■ **Problems to work on**
(a) For each statement about the interactive fiction text, answer yes or no and quote the words that decide it: (i) the title placed second in a competition for stupid titles; (ii) good games outnumber bad or mediocre ones in interactive fiction; (iii) the plot is hard to work out from the title.
(b) Reproduce the interactive fiction text between "This title took" and "what you mean.", inclusive.

■ **Source**
╭──

It can't possibly measure up to the awesomeness that is "Conan Kill Everything."
This title took second place in the "Stupid Title Competition" on rec.games.int-fiction, and unlike most of the other entrants, the submitter took the time to build a whole stupid game around his stupid title.
The plot is really obvious from the title. You are Conan. You must kill everything. -
Re:Interactive fiction problem
In Interactive Fiction, there are a whole lot more bad or mediocre games than good ones. Newbies are likely to find coal before they find diamonds, and guess-the-command can be a big turn-off. The best thing is probably to play the games that get the highest marks first -- winners of prior IF competitions, maybe. Not all IF makes you guess the right command, and some do a great job of figuring out what you mean.

╰──

■ **Provided data**
╭──

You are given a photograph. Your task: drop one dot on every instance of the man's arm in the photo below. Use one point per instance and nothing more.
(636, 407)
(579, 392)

╰──
╭──

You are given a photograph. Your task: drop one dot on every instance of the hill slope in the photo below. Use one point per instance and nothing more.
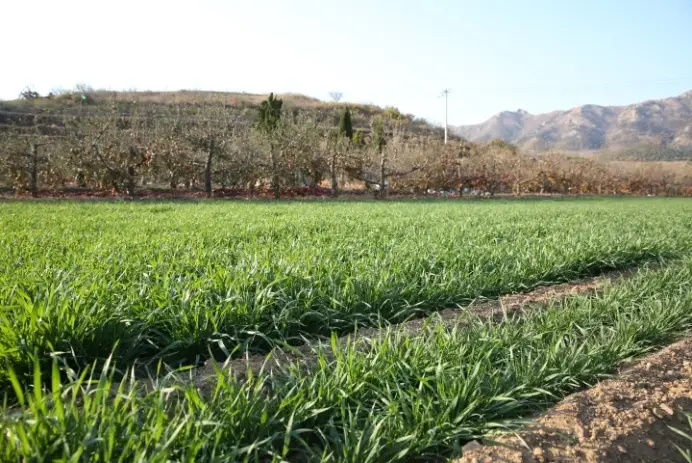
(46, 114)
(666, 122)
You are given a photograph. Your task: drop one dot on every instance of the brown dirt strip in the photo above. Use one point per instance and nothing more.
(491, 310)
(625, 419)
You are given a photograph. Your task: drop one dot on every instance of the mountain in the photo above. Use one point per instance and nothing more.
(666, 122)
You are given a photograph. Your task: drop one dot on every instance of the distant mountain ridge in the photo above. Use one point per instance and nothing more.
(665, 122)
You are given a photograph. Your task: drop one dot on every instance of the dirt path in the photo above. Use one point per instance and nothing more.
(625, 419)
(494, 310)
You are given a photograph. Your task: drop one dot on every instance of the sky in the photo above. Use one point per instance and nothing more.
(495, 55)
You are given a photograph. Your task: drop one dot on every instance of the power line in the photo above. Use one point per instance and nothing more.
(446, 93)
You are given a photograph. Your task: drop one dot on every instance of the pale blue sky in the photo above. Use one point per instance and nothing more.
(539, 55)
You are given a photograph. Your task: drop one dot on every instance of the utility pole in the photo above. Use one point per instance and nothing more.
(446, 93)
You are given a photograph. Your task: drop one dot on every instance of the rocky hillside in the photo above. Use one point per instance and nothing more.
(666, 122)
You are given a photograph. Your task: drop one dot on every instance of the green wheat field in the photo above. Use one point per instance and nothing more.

╰──

■ **Results by task**
(a)
(i) Yes: "This title took second place in the "Stupid Title Competition" on rec.games.int-fiction"
(ii) No: "there are a whole lot more bad or mediocre games than good ones"
(iii) No: "The plot is really obvious from the title."

(b)
This title took second place in the "Stupid Title Competition" on rec.games.int-fiction, and unlike most of the other entrants, the submitter took the time to build a whole stupid game around his stupid title.
The plot is really obvious from the title. You are Conan. You must kill everything. -
Re:Interactive fiction problem
In Interactive Fiction, there are a whole lot more bad or mediocre games than good ones. Newbies are likely to find coal before they find diamonds, and guess-the-command can be a big turn-off. The best thing is probably to play the games that get the highest marks first -- winners of prior IF competitions, maybe. Not all IF makes you guess the right command, and some do a great job of figuring out what you mean.